> **ASSIGNED TASK**
Leave out the images and repeat every entry below exactly.

-- RECORDS FOR THE EXERCISE follows --

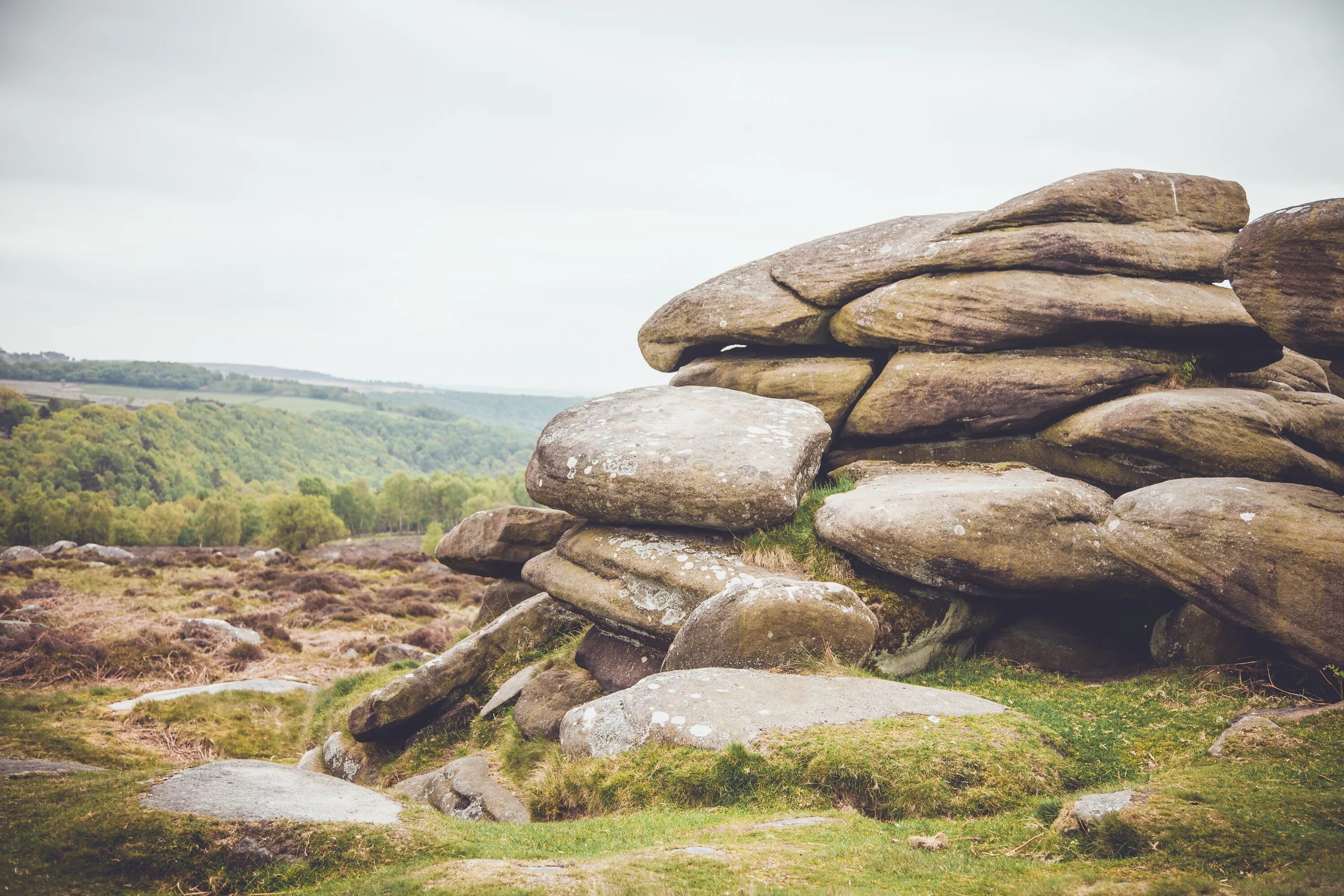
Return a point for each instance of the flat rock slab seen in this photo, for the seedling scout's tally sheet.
(694, 456)
(30, 767)
(260, 685)
(253, 790)
(711, 708)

-- RECORDS FOR THE EXERCISE concluded --

> **WRITTEN RESPONSE**
Return a point for each instance of the flat rock slab seen in this photo, for the seedling scout's tally sheet.
(694, 456)
(30, 767)
(260, 685)
(253, 790)
(711, 708)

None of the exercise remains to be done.